▶ WORK INSTRUCTION
A word-for-word restatement of the full listing is required.

▶ EXCERPTED DATA
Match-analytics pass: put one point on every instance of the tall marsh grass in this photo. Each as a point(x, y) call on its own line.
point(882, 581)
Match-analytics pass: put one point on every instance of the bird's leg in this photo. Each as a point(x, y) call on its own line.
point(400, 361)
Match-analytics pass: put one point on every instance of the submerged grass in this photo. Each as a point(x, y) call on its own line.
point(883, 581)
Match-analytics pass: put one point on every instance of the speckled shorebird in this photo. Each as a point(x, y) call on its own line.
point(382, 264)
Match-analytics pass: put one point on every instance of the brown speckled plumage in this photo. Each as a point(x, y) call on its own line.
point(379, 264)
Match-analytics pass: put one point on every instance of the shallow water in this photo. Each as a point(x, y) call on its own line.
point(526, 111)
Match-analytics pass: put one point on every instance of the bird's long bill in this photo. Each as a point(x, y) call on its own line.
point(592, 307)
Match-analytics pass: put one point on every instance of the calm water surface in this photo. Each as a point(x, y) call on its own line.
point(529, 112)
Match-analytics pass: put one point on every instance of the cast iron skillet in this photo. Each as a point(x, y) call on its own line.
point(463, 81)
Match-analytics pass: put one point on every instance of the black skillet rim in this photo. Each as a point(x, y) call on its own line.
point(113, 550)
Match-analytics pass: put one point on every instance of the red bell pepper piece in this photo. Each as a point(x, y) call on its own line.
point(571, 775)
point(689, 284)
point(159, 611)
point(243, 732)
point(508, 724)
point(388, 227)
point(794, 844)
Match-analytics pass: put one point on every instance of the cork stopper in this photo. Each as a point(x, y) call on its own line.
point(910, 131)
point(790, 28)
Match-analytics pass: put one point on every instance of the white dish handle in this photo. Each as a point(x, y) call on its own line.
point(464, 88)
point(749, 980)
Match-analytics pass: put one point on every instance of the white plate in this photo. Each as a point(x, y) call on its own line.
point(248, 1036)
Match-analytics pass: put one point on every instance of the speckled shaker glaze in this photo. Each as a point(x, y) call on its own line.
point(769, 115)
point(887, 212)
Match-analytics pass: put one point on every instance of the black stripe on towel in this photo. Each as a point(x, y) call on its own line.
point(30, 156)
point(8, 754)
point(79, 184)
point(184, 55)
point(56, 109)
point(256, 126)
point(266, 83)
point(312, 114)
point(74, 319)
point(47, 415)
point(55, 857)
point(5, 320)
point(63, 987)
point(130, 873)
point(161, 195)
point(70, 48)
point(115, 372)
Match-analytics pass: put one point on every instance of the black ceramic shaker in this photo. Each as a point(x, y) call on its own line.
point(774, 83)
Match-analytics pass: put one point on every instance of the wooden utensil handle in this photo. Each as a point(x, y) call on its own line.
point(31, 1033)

▶ TASK OUTPUT
Match-analytics pass: put one point on every instance of the tall marsh grass in this photo. Each as a point(x, y) call on its own line.
point(882, 581)
Match-analytics pass: put one point on every instance of the bird's leg in this photo. Each as a point(x, y) call on its own line.
point(400, 361)
Match-analytics pass: put one point on every instance of the submerged grass in this photo. Each as a point(x, y) call on its own line.
point(883, 581)
Match-analytics pass: put one point on every instance of the speckled shorebird in this photo. Each as a point(x, y) call on its own line.
point(382, 264)
Match-analytics pass: put one point on every instance of the brown speckled plumage in this photo. Each as a point(x, y) call on its own line.
point(379, 264)
Match-analytics pass: put one point on every instance of the shallow water in this photo. Each as a point(x, y) call on its own line.
point(526, 111)
Match-analytics pass: put one point on every instance of the bird's long bill in this photo. Each as a point(x, y) call on its own line.
point(592, 307)
Match-analytics pass: put one point on every instance of the calm water surface in this photo. Each as a point(x, y) call on its own line.
point(529, 112)
Match-analytics pass: put one point on every instance of the cast iron skillet in this photo. Each as a point(x, y) call on its own line.
point(463, 81)
Match-analytics pass: put one point on every instance of the black skillet rim in this photo. Each as a point(x, y) call on its own line.
point(113, 550)
Match-analytics pass: put one point on every instance of the red bell pepper piece in this photo. Each as a point(x, y) call on its own line.
point(571, 775)
point(689, 284)
point(159, 611)
point(243, 732)
point(508, 724)
point(388, 227)
point(794, 844)
Match-analytics pass: put one point on every instance of the cork stopper in this photo. Each as a point(x, y) call on its own line.
point(910, 131)
point(790, 28)
Match-analytics pass: put one point on every instance of the white dish handle in this photo. Each as a point(x, y) call on its own line.
point(464, 88)
point(749, 980)
Match-analytics pass: put one point on every instance of the white plate in this photo. Each as a point(x, y) call on its own line.
point(248, 1036)
Match-analytics pass: put one point on every instance of the speckled shaker glaze in this photo. Each as a point(x, y) call on its own line.
point(769, 115)
point(887, 212)
Match-analytics pass: put one point on every instance of the black stripe on towel in this photo. Each as a point(x, y) call on its own line.
point(30, 156)
point(8, 754)
point(79, 184)
point(184, 55)
point(56, 109)
point(256, 126)
point(266, 83)
point(312, 114)
point(74, 319)
point(47, 415)
point(55, 857)
point(5, 320)
point(63, 987)
point(130, 873)
point(161, 195)
point(70, 48)
point(115, 372)
Match-analytics pass: put one point on every instance of the black ceramic shaker in this photo. Each as a point(x, y) call on its own line.
point(774, 83)
Match-analytics pass: put one point on every instance of the wooden utensil handle in this photo. Each as a point(x, y) call on its own line.
point(31, 1033)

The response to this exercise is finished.